### ABOUT THIS TASK
Reproduce nothing but the lines from the one with "Task: place one point on each instance of the onion" down to the last line of the data below.

### SOURCE MATERIAL
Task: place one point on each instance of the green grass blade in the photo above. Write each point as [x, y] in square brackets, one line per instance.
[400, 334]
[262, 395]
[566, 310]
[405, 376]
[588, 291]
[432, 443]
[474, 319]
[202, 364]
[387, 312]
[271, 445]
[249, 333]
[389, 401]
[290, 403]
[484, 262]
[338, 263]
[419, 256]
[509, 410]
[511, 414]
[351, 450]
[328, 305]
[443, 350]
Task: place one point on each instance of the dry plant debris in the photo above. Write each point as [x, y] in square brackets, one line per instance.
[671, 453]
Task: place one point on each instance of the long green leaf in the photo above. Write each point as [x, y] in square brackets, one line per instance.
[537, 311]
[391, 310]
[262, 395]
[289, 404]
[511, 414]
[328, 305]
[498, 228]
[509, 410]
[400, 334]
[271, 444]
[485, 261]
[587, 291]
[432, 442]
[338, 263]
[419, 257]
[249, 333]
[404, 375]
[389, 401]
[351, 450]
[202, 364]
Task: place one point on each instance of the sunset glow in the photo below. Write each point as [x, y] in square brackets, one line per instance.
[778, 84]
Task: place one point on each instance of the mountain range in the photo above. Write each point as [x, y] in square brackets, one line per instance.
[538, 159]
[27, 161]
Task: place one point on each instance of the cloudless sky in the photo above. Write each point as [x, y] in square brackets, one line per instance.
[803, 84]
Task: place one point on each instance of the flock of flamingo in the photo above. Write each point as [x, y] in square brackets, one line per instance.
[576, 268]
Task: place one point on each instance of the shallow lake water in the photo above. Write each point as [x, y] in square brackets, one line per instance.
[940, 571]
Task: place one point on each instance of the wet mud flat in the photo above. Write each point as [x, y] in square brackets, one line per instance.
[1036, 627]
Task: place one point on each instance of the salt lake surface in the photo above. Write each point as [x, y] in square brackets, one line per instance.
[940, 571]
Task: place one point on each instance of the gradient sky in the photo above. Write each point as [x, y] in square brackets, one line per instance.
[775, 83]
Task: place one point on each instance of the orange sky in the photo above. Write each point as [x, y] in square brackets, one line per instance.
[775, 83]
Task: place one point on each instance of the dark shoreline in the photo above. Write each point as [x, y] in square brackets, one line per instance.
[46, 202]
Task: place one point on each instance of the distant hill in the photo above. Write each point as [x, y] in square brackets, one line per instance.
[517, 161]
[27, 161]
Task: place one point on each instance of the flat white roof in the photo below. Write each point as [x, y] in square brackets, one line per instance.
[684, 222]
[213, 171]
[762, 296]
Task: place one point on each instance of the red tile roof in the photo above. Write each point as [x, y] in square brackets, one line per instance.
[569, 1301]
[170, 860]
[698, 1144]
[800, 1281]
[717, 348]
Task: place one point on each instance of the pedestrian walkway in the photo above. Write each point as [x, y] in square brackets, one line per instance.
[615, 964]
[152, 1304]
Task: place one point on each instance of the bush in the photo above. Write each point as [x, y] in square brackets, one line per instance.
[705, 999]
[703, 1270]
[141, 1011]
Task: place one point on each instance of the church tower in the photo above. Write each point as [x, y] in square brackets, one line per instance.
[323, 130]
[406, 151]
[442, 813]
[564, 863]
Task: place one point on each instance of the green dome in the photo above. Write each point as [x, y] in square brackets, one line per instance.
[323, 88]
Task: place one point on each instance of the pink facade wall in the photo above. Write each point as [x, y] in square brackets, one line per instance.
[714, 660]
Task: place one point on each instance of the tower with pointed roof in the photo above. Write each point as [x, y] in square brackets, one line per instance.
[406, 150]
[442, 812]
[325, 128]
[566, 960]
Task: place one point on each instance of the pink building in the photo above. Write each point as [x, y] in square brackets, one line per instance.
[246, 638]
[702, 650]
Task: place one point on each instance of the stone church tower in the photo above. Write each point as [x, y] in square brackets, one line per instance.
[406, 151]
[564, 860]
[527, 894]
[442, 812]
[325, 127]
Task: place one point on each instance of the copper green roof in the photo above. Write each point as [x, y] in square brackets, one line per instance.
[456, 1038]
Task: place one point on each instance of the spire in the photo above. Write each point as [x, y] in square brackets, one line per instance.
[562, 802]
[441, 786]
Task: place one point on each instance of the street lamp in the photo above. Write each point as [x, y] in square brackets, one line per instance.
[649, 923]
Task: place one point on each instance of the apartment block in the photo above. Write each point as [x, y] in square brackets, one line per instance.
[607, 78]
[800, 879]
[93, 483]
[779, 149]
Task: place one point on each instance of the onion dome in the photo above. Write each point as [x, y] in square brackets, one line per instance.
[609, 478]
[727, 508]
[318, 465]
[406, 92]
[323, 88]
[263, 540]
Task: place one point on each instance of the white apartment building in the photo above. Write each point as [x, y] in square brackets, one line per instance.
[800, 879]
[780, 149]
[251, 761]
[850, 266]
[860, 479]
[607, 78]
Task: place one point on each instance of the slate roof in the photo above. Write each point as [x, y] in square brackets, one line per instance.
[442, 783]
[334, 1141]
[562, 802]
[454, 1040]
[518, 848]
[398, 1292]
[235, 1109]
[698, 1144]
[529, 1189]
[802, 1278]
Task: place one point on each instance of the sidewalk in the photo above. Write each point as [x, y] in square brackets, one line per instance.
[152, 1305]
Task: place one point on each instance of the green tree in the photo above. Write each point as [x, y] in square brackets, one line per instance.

### REPLY TO THE TASK
Task: place one point on each instance of the onion dome in the photo above. Write each point as [x, y] in square brackets, one line per instance.
[609, 478]
[727, 508]
[318, 465]
[406, 92]
[323, 88]
[263, 540]
Task: place one point on each instance of the white apartment building in the photo above. Write each point as [x, y] in square brackets, one line per instance.
[800, 879]
[780, 149]
[251, 761]
[850, 266]
[860, 479]
[607, 78]
Task: place one point on each instance of the slate roof in the photo above. Write each point as [x, y] in square brackets, one line per instance.
[442, 783]
[334, 1141]
[562, 802]
[454, 1040]
[518, 848]
[398, 1292]
[235, 1109]
[698, 1144]
[529, 1189]
[802, 1278]
Task: place one point on each instance of the sidewalk in the photo above. Write each point as [x, y] in square brackets, one line per instance.
[152, 1305]
Task: place one point on each instance of the green tree in the photo above. Write each point as [x, y] in square brackets, one line per instance.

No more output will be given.